Lawrence Wittner has taken his vast knowledge of the history of nuclear weapons and nuclear disarmament and put it into a more conscise and updated book. His previous trilogy on the bomb, The Struggle Against the Bomb, is a long and detailed account of the movement to restrict the use of nuclear weapons. His new book, Confronting the Bomb, distills that information into a comprehensive account of the worldwide nuclear disarmament campaign.
In a recent post on The Page 99 Test, Wittner applies the “page 99 test” to his new book, describing what the reader will find on page 99 and putting that in the context of the entire book. From the relatively obscure battles to those that are known across the globe, Confronting the Bomb recounts the history of the worldwide campaign against nuclear proliferation and its remarkable impact.
The book is based on massive research in the files of peace groups and in previously top secret government records, as well as on interviews with peace movement leaders and government officials: from Albert Einstein to Harry Truman to Mikhail Gorbachev. With this extensive base of information, several questions arise: How has the world avoided nuclear war since 1945? Why do nuclear countries adopt policies of nuclear restraint? If nuclear deterrence works, why bother with nuclear test bans or treaties?
Wittner attempts to answer these questions in Confronting the Bomb. The nuclear bomb–both its use and nonuse–is a subject that is fraught with difficult moral, political and diplomatic questions. Wittner’s new book makes the history more accessible, and in turn, may help to answer some of the questions that surround such an explosive subject.

=-=-=

◆ WORK INSTRUCTIONS:
1. According to the passage about Wittner's book, what is the title of his earlier trilogy on the bomb?
2. Rewrite the paragraph of the passage about Wittner's book that begins "The book is based on massive research" as a short bulleted list.

=-=-=

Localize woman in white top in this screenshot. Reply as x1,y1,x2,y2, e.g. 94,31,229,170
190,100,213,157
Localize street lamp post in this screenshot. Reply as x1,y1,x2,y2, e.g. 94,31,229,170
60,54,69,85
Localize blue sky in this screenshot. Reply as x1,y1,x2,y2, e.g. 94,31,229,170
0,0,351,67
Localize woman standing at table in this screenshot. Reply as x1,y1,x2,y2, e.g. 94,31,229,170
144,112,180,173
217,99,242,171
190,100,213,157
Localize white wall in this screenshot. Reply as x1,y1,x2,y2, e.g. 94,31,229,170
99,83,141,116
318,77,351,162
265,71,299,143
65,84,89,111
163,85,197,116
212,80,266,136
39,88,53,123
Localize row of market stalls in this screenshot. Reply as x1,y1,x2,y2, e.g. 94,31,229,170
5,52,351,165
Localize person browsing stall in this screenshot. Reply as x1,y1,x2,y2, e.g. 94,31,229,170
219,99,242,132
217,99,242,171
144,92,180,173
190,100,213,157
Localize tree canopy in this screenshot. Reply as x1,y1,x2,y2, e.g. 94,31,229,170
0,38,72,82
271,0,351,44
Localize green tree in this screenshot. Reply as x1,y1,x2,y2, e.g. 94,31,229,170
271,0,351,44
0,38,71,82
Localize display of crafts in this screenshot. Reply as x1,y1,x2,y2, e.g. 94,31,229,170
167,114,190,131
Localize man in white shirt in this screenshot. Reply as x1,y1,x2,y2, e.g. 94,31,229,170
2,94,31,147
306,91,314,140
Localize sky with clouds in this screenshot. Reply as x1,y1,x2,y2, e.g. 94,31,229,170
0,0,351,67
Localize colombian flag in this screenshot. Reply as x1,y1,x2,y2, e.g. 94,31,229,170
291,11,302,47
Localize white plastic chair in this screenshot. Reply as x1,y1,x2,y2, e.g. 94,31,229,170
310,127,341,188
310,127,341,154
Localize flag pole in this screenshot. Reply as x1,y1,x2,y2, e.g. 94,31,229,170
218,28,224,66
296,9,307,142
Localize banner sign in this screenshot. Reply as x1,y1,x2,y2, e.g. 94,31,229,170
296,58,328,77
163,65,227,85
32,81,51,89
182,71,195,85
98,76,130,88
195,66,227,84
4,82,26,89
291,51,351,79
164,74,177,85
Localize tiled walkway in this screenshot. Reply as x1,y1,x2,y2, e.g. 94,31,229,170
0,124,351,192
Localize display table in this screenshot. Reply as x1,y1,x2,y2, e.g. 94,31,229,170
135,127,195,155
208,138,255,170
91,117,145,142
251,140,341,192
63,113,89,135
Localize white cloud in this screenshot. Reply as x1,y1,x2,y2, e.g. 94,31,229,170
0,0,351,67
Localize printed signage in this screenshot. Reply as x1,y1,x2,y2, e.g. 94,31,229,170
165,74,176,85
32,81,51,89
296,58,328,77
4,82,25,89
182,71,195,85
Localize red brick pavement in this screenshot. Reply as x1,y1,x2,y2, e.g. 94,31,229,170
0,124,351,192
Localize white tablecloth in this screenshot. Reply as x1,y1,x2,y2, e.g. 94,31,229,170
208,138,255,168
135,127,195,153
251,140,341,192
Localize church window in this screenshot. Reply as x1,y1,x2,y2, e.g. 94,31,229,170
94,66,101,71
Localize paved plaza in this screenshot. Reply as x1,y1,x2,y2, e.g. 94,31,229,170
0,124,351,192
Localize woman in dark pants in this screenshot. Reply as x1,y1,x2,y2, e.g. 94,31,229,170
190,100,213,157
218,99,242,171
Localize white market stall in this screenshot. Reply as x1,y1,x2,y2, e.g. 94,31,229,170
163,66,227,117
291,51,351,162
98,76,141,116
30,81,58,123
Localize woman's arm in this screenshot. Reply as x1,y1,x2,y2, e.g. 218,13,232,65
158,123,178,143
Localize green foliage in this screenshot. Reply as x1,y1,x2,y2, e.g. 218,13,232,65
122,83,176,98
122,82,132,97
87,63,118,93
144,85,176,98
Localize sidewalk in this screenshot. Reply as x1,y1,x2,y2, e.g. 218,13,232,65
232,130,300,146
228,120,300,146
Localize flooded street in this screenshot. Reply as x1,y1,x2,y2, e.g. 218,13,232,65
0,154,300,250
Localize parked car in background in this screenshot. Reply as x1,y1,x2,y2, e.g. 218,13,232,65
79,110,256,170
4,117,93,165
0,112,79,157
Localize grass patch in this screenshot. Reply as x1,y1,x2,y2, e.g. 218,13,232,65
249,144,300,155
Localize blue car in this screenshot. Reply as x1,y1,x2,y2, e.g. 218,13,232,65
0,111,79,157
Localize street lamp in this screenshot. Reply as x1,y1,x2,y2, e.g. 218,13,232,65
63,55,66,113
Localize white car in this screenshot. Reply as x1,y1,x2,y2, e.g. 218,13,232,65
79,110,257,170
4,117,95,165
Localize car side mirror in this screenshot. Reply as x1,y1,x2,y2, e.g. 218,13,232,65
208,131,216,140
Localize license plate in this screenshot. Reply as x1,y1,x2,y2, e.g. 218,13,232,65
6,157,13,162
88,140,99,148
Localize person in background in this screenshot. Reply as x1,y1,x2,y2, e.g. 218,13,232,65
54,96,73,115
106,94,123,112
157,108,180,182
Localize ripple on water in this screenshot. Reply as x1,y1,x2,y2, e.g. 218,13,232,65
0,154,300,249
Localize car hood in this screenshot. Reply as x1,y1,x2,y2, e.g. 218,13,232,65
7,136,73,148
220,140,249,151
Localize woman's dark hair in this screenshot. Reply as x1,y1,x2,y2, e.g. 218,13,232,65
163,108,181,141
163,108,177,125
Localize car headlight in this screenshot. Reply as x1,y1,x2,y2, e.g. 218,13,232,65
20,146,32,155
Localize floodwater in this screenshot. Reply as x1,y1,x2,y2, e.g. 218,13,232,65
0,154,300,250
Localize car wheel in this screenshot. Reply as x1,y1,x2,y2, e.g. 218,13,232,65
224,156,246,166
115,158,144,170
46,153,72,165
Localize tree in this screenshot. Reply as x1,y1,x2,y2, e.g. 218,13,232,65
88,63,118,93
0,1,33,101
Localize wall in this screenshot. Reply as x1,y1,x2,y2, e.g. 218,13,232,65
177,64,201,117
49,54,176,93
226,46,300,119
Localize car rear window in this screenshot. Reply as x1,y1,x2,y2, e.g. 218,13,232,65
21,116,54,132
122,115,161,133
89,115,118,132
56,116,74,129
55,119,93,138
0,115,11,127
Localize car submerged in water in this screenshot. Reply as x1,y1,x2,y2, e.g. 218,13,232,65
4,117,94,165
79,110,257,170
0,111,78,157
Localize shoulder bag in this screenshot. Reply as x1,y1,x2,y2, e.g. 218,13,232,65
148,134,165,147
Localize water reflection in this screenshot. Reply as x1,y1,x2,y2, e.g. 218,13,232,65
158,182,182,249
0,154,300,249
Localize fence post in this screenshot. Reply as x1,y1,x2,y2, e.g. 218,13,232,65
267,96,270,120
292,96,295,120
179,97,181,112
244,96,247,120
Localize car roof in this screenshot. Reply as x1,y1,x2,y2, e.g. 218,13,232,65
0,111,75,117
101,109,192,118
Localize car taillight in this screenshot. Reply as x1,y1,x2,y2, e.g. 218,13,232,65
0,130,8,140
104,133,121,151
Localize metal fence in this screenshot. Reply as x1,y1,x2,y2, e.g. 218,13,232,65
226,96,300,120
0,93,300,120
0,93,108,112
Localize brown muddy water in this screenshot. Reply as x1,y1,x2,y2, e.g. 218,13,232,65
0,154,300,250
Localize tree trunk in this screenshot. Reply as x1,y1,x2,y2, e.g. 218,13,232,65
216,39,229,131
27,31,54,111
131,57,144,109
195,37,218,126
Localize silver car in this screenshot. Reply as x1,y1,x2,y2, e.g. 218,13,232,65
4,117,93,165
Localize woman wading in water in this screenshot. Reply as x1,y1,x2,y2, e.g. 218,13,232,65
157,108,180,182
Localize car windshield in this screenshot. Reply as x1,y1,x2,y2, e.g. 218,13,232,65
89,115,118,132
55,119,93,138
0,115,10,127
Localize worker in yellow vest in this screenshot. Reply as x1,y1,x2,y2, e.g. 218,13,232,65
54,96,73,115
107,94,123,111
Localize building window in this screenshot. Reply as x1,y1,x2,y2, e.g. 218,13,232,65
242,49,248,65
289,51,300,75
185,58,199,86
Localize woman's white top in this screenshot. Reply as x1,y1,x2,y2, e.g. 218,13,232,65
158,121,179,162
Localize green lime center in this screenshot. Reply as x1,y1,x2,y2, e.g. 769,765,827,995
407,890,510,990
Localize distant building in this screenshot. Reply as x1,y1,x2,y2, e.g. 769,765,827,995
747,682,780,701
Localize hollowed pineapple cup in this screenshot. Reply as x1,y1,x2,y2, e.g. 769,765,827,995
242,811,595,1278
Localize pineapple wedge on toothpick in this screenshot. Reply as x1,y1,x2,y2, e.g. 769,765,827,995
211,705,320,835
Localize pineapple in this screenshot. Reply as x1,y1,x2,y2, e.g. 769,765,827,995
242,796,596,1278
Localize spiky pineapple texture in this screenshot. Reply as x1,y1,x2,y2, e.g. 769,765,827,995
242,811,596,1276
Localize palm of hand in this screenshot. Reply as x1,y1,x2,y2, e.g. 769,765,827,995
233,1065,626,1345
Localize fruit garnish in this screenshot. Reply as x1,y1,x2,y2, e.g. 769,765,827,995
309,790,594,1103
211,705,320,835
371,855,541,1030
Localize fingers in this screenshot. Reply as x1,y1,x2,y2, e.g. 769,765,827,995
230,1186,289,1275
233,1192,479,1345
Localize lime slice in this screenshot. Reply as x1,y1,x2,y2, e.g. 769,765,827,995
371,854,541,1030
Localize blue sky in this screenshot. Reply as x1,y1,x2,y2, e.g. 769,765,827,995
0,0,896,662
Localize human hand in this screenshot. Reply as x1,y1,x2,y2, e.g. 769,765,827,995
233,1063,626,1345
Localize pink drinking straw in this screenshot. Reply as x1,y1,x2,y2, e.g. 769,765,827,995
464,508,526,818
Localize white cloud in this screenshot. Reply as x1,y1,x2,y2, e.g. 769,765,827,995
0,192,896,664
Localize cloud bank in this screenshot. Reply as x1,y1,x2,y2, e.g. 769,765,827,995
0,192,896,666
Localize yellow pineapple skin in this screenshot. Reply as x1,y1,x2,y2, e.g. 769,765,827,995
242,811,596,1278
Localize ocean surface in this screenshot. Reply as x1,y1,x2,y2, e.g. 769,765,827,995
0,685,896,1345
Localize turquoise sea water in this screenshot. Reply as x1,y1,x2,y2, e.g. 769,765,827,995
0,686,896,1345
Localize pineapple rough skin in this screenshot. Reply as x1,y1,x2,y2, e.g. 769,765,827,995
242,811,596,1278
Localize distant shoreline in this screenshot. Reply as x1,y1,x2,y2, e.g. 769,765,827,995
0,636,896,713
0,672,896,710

=-=-=

◆ ANSWERS TO THE TASKS:
1. The Struggle Against the Bomb

2.
- Sources: files of peace groups, formerly top-secret government records, and interviews with peace movement leaders and government officials, from Albert Einstein to Harry Truman to Mikhail Gorbachev.
- Questions raised: How has the world avoided nuclear war since 1945? Why do nuclear countries adopt policies of nuclear restraint? If nuclear deterrence works, why bother with nuclear test bans or treaties?